How to complete this task —
Your answer must contain each line of the data, copied exactly.

Excerpted records —
┄┄┄┄┄┄

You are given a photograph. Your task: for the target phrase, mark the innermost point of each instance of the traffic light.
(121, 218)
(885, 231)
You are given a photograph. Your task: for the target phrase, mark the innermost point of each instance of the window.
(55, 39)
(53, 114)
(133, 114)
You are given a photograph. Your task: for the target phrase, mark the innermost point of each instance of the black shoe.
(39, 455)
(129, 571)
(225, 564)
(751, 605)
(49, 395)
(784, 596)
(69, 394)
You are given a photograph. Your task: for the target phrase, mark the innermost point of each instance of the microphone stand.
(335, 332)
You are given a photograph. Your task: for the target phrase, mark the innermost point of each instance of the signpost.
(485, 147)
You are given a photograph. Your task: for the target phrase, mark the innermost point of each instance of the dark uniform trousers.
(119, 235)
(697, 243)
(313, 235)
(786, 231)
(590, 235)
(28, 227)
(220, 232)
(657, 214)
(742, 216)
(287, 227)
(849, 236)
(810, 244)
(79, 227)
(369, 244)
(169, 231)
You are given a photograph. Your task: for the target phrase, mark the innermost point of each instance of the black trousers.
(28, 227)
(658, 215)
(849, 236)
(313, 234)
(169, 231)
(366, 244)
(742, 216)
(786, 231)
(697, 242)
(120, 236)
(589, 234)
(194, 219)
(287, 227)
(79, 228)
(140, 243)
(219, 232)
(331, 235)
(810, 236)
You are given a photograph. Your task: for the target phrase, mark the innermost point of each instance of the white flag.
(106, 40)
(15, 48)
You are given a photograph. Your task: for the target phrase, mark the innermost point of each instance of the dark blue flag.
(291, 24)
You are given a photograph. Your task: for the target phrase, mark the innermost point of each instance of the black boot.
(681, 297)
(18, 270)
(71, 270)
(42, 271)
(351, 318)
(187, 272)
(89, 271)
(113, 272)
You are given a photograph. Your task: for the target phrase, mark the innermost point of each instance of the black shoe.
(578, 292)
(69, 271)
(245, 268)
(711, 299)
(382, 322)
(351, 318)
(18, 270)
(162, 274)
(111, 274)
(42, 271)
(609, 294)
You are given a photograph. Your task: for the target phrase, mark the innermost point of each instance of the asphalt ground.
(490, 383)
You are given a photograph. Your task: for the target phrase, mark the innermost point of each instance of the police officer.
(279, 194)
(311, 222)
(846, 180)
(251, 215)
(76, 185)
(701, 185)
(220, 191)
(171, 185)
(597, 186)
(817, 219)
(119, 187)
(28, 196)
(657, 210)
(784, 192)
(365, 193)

┄┄┄┄┄┄

Written response —
You are given a photograph. Your task: for the target phrase, mark the innermost point of each instance of the traffic light.
(121, 218)
(885, 231)
You are given a photograph. Your task: for the target phrase, mark the innermost point of each instance of the window.
(55, 39)
(53, 114)
(133, 114)
You are given a photograph. Your task: for the target phrase, mark the innermost point of each instance of the black shoe.
(39, 455)
(129, 571)
(225, 564)
(751, 605)
(49, 395)
(784, 596)
(69, 394)
You are given a photograph. Your task: for the target phrase, mark the innermost point of each instance of the microphone stand.
(335, 332)
You are given a photograph. Your task: for the target phrase, mark the innermost point of each instance of the signpost.
(485, 147)
You are given a photograph. Your task: for the target phrase, mark the innermost point of each instance of the dark uniform trousers.
(119, 235)
(697, 243)
(313, 235)
(786, 231)
(590, 235)
(28, 227)
(220, 232)
(657, 214)
(742, 216)
(287, 227)
(849, 236)
(810, 244)
(79, 227)
(369, 244)
(169, 231)
You are given a photograph. Your task: for the target phrase, mark the innermost point of each instance of the black trousers.
(28, 227)
(658, 215)
(849, 236)
(313, 234)
(169, 231)
(366, 244)
(742, 216)
(786, 231)
(697, 242)
(120, 236)
(589, 234)
(194, 219)
(287, 227)
(79, 228)
(140, 243)
(219, 232)
(331, 235)
(810, 236)
You are given a photograph. Your task: for the target phrase, mark the innermost point of each instance of the white flag.
(106, 40)
(15, 48)
You are given a photograph. Your task: for the target phrase, mark the innermost point of each instance of the dark blue flag.
(291, 24)
You are given a photograph. Your task: for the target phrase, mark the innermost point of each instance of the black boot.
(681, 297)
(18, 270)
(71, 270)
(42, 271)
(351, 318)
(187, 272)
(89, 271)
(113, 272)
You are given a photograph. Your task: for the target phrase, mark the innermost point of each instance of the black shoe.
(578, 292)
(69, 271)
(245, 268)
(711, 299)
(382, 322)
(351, 318)
(18, 270)
(162, 274)
(111, 274)
(42, 271)
(609, 294)
You are given a photograph. Your task: for the target phrase, mark the innermost point of each instance of the asphalt ground.
(490, 383)
You are given a photograph. Your task: for the target phrase, mark the innermost point of each instance of the police officer.
(279, 194)
(311, 222)
(846, 180)
(251, 215)
(76, 185)
(701, 185)
(220, 191)
(171, 185)
(597, 186)
(817, 219)
(119, 187)
(28, 196)
(657, 210)
(784, 192)
(365, 193)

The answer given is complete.